- [EXERCISE AIM]:
Transcription, pictures excluded: write out the data below exactly.
★ ★ ★ ★
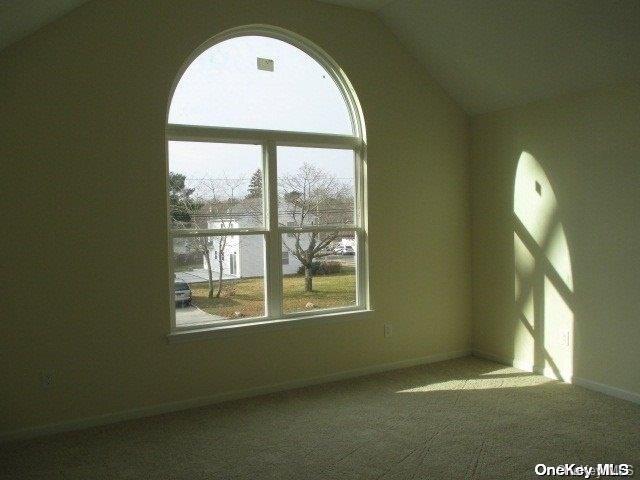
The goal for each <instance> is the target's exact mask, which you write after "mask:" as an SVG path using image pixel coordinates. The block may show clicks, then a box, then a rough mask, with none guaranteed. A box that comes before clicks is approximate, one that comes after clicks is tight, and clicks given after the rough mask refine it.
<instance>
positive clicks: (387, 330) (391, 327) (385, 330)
mask: <svg viewBox="0 0 640 480" xmlns="http://www.w3.org/2000/svg"><path fill="white" fill-rule="evenodd" d="M392 334H393V327H392V326H391V324H390V323H385V324H384V338H389V337H390V336H391V335H392Z"/></svg>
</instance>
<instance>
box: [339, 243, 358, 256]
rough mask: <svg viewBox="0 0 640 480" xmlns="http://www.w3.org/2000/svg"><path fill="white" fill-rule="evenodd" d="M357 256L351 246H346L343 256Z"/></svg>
mask: <svg viewBox="0 0 640 480" xmlns="http://www.w3.org/2000/svg"><path fill="white" fill-rule="evenodd" d="M355 254H356V251H355V250H354V249H353V247H352V246H351V245H346V246H345V247H344V248H343V249H342V255H355Z"/></svg>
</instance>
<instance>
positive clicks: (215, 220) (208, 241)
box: [171, 175, 245, 298]
mask: <svg viewBox="0 0 640 480" xmlns="http://www.w3.org/2000/svg"><path fill="white" fill-rule="evenodd" d="M244 180H245V179H244V177H239V178H231V177H229V176H227V175H223V178H221V179H200V180H199V182H198V183H197V185H196V186H195V187H193V188H191V189H189V192H190V193H189V195H187V196H186V197H185V199H184V200H183V199H182V198H181V197H179V196H176V199H177V200H176V201H175V202H174V203H175V204H172V205H171V208H172V212H171V213H172V218H173V221H174V225H175V226H176V227H177V228H180V229H184V230H192V231H194V232H195V231H198V230H203V229H207V228H217V229H225V228H231V227H232V226H233V222H234V213H235V212H234V207H235V206H236V204H237V203H238V199H237V197H236V196H237V192H238V189H239V188H240V187H241V186H242V184H243V183H244ZM193 192H197V193H196V194H195V195H194V196H190V195H191V194H192V193H193ZM210 222H211V223H210ZM186 239H187V240H186V247H187V249H188V250H189V251H191V252H195V253H197V254H199V255H200V256H201V257H202V258H204V262H205V265H206V269H207V273H208V283H209V293H208V296H209V298H213V297H214V296H215V297H216V298H220V294H221V293H222V283H223V276H224V251H225V248H226V246H227V239H228V236H227V235H221V236H216V237H205V236H200V235H196V236H189V237H186ZM210 247H214V248H215V249H217V250H216V251H217V252H218V255H217V257H218V258H217V260H218V282H217V283H218V288H217V291H216V292H215V293H214V290H215V288H214V280H213V273H214V272H213V264H212V255H211V253H212V252H211V248H210Z"/></svg>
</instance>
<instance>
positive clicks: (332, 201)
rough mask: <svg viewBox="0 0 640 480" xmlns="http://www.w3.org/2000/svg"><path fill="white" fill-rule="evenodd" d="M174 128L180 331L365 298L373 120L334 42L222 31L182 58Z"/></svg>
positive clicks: (267, 319) (262, 33)
mask: <svg viewBox="0 0 640 480" xmlns="http://www.w3.org/2000/svg"><path fill="white" fill-rule="evenodd" d="M166 134H167V141H168V148H167V151H168V171H169V178H168V203H169V236H170V244H171V246H170V248H171V262H170V263H171V279H170V283H171V285H172V289H171V302H170V303H171V306H172V307H171V308H172V312H173V315H172V317H173V319H174V320H173V329H174V330H190V329H202V328H211V327H212V326H220V325H229V324H240V323H253V322H258V321H259V322H263V321H268V320H279V319H285V318H291V319H294V318H297V317H309V316H313V315H319V314H331V313H338V312H347V311H353V310H363V309H366V308H368V302H369V299H368V285H367V283H368V278H367V275H368V273H367V254H366V252H367V222H366V215H365V212H366V159H365V151H366V143H365V138H364V124H363V120H362V115H361V112H360V109H359V104H358V101H357V98H356V96H355V93H354V92H353V89H352V88H351V86H350V84H349V82H348V80H347V79H346V77H345V76H344V74H343V73H342V71H341V70H340V69H339V67H337V65H336V64H335V63H334V62H333V61H332V60H331V59H330V58H329V57H328V55H327V54H325V53H324V52H323V51H322V50H320V49H319V48H318V47H316V46H313V45H311V44H310V43H309V42H307V41H306V40H304V39H302V38H300V37H298V36H297V35H294V34H291V33H289V32H284V31H282V30H280V29H276V28H272V27H251V28H249V27H247V28H239V29H234V30H231V31H228V32H225V33H224V34H222V35H220V36H217V37H215V38H214V39H212V40H211V41H210V42H208V43H207V44H205V45H203V46H202V47H201V48H199V49H198V50H197V51H196V52H195V53H194V54H193V55H192V57H191V59H190V61H189V62H187V64H186V65H185V67H184V69H183V71H182V72H181V75H180V76H179V78H178V81H177V83H176V85H175V88H174V93H173V96H172V100H171V104H170V108H169V116H168V124H167V127H166ZM346 244H348V245H350V246H351V247H352V248H351V249H344V248H337V247H338V246H339V245H346ZM225 254H226V255H225ZM184 283H186V284H187V285H188V286H189V289H190V295H189V298H188V299H187V298H186V296H185V295H178V293H175V292H177V291H175V289H174V288H173V286H174V285H176V284H180V285H183V284H184ZM181 293H182V292H181Z"/></svg>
★ ★ ★ ★
- [FINISHED EXERCISE]:
The goal for each <instance> is the target's exact mask, which you write after "mask:" as an SVG path using image pixel coordinates. The block may show clicks, then a box, then a rough mask, with none guaranteed. A box that comes before clicks is approximate, one that comes after clicks is tight, and clicks given after the rough mask refine it.
<instance>
positive clicks: (387, 330) (391, 327) (385, 330)
mask: <svg viewBox="0 0 640 480" xmlns="http://www.w3.org/2000/svg"><path fill="white" fill-rule="evenodd" d="M392 334H393V327H392V326H391V324H390V323H385V324H384V338H389V337H390V336H391V335H392Z"/></svg>
</instance>
<instance>
box: [339, 243, 358, 256]
rough mask: <svg viewBox="0 0 640 480" xmlns="http://www.w3.org/2000/svg"><path fill="white" fill-rule="evenodd" d="M357 256L351 246H346L343 256Z"/></svg>
mask: <svg viewBox="0 0 640 480" xmlns="http://www.w3.org/2000/svg"><path fill="white" fill-rule="evenodd" d="M355 254H356V251H355V250H354V249H353V247H352V246H351V245H346V246H345V247H344V248H343V249H342V255H355Z"/></svg>
</instance>
<instance>
positive clicks: (215, 220) (208, 241)
box: [171, 175, 245, 298]
mask: <svg viewBox="0 0 640 480" xmlns="http://www.w3.org/2000/svg"><path fill="white" fill-rule="evenodd" d="M244 180H245V179H244V177H239V178H231V177H229V176H227V175H223V178H221V179H200V180H199V182H198V183H197V185H196V186H195V187H193V188H191V189H189V192H190V193H189V195H187V196H186V197H185V199H184V200H183V199H182V198H181V197H179V196H176V199H177V200H176V201H175V202H174V203H175V204H172V205H171V208H172V212H171V213H172V218H173V221H174V225H175V226H176V227H177V228H180V229H184V230H192V231H194V232H195V231H198V230H203V229H207V228H217V229H225V228H231V227H232V226H233V222H234V213H235V212H234V207H235V206H236V204H237V203H238V199H237V197H236V196H237V192H238V189H239V188H240V187H241V186H242V184H243V183H244ZM193 192H197V193H196V194H195V195H194V196H190V195H191V194H192V193H193ZM210 222H211V223H210ZM186 239H187V240H186V247H187V249H188V250H189V251H191V252H195V253H197V254H199V255H200V256H201V257H202V258H204V262H205V265H206V269H207V273H208V283H209V293H208V296H209V298H213V297H214V296H215V297H216V298H220V294H221V293H222V283H223V276H224V251H225V248H226V246H227V239H228V236H227V235H221V236H216V237H205V236H200V235H196V236H189V237H186ZM210 247H214V248H215V249H217V250H216V251H217V252H218V255H217V257H218V258H217V260H218V282H217V283H218V288H217V291H216V292H215V293H214V290H215V288H214V280H213V273H214V272H213V264H212V255H211V253H212V252H211V248H210Z"/></svg>
</instance>
<instance>
positive clicks: (332, 201)
rough mask: <svg viewBox="0 0 640 480" xmlns="http://www.w3.org/2000/svg"><path fill="white" fill-rule="evenodd" d="M174 128L180 331L365 298L373 120L334 42L222 31L182 58Z"/></svg>
positive clicks: (267, 319) (262, 33)
mask: <svg viewBox="0 0 640 480" xmlns="http://www.w3.org/2000/svg"><path fill="white" fill-rule="evenodd" d="M166 134H167V141H168V148H167V151H168V171H169V178H168V203H169V236H170V244H171V246H170V248H171V262H170V263H171V279H170V283H171V285H172V289H171V302H170V303H171V306H172V307H171V308H172V312H173V315H172V317H173V319H174V320H173V329H174V330H190V329H202V328H211V327H212V326H220V325H229V324H240V323H253V322H258V321H259V322H263V321H268V320H279V319H285V318H291V319H294V318H297V317H309V316H313V315H319V314H331V313H338V312H347V311H353V310H363V309H366V308H368V302H369V299H368V285H367V283H368V278H367V275H368V273H367V254H366V252H367V222H366V215H365V212H366V159H365V151H366V143H365V138H364V124H363V120H362V115H361V112H360V109H359V104H358V101H357V98H356V96H355V93H354V92H353V89H352V88H351V86H350V84H349V82H348V80H347V79H346V77H345V76H344V74H343V73H342V71H341V70H340V69H339V67H337V65H336V64H335V63H334V62H333V61H332V60H331V59H330V58H329V57H328V55H327V54H325V53H324V52H323V51H322V50H320V49H319V48H318V47H316V46H313V45H311V44H310V43H309V42H307V41H306V40H304V39H302V38H300V37H298V36H297V35H294V34H291V33H289V32H284V31H282V30H280V29H276V28H272V27H251V28H249V27H247V28H239V29H234V30H231V31H228V32H225V33H224V34H222V35H220V36H217V37H215V38H214V39H212V40H211V41H210V42H208V43H207V44H205V45H203V46H202V47H201V48H199V49H198V50H197V51H196V52H195V53H194V54H193V55H192V57H191V59H190V61H189V62H187V64H186V65H185V67H184V69H183V71H182V72H181V75H180V76H179V78H178V81H177V83H176V85H175V88H174V93H173V96H172V100H171V104H170V108H169V116H168V124H167V127H166ZM346 244H348V245H350V246H351V247H352V248H351V249H344V248H337V247H338V246H339V245H346ZM225 254H226V255H225ZM184 283H186V284H187V285H188V286H189V289H190V295H189V298H188V299H187V298H186V296H185V295H178V293H175V292H177V291H175V289H174V288H173V286H174V285H176V284H180V285H183V284H184ZM181 293H182V292H181Z"/></svg>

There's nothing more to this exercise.